Ho Chi Minh City metropolitan area () is a metropolitan area that was in June 2008 proposed by the Ministry of Construction of Vietnam to the Government of Vietnam for approval. According to this master plan, this metropolitan area will include provinces around Ho Chi Minh City in the Southeast region and 2 provinces in the Mekong Delta region.

This metropolitan area currently has an area of 30,404 square kilometers with radius of 150–200 km, a population of 20–22 million inhabitants, of which urban residents account for 16–17 million, urbanized rate of 77–80%. By 2050, the population will have increased to 25-27 million people, and the urbanized rate is estimated to rise to 90%. Constructed land will be 1800–2100 square kilometer by 2020. Ho Chi Minh City will be the core urban center of the area while other surrounding cities and towns will play their role as satellite municipalities. Baria-Vungtau will serve as the main deepwater seaport of the region, especially Sao Mai-Ben Dinh seaport, Thi Vai Port. Long Thanh International Airport and Tan Son Nhat International Airport will serve as the air traffic hub of the region. Hi-tech park will be located in Ho Chi Minh City while other heavy industry will concentrate in Đồng Nai, Bình Dương and Bà Rịa–Vũng Tàu. Vũng Tàu will serve as tourism hub, with its beautiful beaches and several entertainment resort mega projects like a 4.2-billion-USD project invested by Canadian corporations, Cua Lap Resort, Disneyland-like theme park, Vung Tau Aquarium...
○ ○ ○ ○ ○
• [WORK INSTRUCTIONS]:
1 > List the places where, according to the Ho Chi Minh City metropolitan area text, heavy industry will concentrate.
2 > How many lines of the entries below contain the string "TARGET"? Case counts. Give only the number.

• [RECORDS TO USE]:
○ ○ ○ ○ ○
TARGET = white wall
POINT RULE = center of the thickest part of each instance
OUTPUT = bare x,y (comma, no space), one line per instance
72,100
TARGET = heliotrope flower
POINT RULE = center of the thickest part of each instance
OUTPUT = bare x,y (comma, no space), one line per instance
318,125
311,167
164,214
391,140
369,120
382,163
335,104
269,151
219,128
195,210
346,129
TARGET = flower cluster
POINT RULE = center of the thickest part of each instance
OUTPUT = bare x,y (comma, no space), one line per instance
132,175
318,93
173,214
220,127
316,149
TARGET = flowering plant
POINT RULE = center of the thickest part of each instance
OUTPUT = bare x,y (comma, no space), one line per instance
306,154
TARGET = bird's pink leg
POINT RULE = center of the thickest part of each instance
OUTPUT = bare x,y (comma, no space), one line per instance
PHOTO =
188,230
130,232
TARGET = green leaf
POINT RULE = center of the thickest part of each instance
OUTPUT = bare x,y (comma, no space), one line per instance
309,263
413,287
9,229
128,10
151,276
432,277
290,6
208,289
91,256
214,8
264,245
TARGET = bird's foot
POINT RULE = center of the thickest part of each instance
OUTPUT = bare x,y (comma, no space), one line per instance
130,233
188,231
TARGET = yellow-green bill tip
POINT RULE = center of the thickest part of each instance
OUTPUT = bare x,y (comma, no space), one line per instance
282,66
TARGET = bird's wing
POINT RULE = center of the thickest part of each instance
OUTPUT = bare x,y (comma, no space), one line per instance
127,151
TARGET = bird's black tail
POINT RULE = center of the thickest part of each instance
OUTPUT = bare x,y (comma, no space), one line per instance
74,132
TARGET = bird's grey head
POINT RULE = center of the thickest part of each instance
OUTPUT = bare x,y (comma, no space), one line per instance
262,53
○ ○ ○ ○ ○
• [ANSWERS PER TASK]:
1 >
Đồng Nai
Bình Dương
Bà Rịa–Vũng Tàu

2 > 11